■ **Extracted data**:
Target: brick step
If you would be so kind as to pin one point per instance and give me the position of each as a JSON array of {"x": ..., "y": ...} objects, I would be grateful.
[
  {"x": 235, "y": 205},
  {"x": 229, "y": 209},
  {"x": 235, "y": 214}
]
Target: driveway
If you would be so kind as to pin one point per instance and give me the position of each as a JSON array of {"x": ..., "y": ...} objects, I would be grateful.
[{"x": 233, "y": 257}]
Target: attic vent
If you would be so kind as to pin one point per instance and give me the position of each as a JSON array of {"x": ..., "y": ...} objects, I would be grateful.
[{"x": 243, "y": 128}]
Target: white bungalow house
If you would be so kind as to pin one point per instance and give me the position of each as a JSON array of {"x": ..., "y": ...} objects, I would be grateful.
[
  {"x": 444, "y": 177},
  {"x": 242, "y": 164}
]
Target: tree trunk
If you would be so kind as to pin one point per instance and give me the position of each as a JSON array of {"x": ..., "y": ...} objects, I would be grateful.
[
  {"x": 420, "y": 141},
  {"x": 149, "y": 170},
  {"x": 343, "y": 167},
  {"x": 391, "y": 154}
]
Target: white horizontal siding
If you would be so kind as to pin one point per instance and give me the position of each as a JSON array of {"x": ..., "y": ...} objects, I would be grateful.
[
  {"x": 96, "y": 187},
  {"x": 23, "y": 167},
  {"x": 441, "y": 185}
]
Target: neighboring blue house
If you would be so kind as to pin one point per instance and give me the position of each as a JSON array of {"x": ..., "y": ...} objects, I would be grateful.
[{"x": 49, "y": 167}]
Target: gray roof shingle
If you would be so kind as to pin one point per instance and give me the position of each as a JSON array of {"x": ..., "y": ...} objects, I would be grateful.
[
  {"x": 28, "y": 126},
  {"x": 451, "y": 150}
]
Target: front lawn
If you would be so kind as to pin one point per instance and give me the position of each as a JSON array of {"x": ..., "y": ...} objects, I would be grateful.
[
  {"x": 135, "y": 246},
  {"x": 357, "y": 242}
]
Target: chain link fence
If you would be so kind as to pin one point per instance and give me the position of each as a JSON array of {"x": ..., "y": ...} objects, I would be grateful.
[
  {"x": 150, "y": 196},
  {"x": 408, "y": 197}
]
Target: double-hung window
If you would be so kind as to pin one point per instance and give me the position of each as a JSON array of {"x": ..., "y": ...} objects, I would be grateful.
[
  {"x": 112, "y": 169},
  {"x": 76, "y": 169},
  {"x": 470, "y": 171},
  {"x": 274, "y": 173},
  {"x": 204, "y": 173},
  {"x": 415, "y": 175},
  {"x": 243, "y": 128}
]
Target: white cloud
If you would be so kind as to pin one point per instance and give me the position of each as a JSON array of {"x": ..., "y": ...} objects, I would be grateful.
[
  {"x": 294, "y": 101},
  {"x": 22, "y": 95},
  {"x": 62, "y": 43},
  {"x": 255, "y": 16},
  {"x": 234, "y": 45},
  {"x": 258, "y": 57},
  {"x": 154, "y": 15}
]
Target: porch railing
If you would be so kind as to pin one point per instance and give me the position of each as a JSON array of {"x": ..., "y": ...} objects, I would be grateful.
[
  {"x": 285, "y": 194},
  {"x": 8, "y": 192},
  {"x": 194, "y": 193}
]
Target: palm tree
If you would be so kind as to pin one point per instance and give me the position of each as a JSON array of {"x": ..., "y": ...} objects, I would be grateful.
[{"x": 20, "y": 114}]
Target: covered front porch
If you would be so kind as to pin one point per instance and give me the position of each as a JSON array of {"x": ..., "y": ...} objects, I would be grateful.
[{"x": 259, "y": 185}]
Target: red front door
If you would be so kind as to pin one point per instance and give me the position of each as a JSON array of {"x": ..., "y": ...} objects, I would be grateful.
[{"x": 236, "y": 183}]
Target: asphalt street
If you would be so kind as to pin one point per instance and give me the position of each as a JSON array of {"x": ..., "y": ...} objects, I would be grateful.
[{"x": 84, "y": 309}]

---

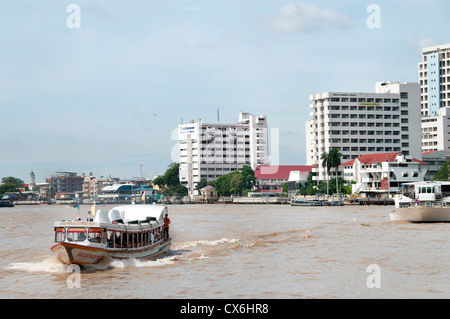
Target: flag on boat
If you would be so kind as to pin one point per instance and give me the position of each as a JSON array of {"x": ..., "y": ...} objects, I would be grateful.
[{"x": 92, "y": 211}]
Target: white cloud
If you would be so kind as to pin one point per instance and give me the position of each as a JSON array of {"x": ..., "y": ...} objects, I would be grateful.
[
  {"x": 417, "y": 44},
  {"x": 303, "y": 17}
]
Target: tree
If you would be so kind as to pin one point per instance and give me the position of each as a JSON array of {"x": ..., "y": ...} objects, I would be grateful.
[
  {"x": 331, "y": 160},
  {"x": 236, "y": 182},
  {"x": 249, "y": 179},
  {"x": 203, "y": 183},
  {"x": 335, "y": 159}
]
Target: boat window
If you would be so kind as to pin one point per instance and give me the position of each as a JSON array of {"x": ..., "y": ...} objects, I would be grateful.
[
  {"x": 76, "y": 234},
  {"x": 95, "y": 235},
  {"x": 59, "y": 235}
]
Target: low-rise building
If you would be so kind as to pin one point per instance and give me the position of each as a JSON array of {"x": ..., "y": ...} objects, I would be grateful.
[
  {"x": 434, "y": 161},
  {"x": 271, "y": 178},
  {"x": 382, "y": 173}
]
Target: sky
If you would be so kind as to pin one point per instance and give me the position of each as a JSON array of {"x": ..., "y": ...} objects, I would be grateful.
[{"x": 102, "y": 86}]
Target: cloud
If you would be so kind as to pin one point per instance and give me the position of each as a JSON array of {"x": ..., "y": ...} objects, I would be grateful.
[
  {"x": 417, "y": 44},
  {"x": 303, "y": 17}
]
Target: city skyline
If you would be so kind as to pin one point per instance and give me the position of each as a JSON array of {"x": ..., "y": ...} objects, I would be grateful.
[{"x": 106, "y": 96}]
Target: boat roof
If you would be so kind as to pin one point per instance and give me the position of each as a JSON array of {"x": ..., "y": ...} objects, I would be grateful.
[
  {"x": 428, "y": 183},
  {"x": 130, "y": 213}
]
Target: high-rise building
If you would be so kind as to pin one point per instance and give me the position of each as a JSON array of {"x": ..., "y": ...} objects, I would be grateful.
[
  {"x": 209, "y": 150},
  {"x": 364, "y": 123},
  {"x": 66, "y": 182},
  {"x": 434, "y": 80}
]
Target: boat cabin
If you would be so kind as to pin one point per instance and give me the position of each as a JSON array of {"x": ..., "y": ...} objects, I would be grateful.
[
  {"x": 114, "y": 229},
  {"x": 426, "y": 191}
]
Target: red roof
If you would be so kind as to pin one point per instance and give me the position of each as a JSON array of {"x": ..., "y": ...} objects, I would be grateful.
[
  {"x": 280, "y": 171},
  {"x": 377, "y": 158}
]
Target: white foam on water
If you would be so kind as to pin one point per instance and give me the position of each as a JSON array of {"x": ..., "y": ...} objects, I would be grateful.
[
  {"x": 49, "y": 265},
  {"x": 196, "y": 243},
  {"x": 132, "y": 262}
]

■ **Set exercise**: Pick out and copy every line in the data above that contains the word "boat".

■ **Output for this task**:
Target: flag on boat
Target: boat window
Target: boat roof
Target: boat cabin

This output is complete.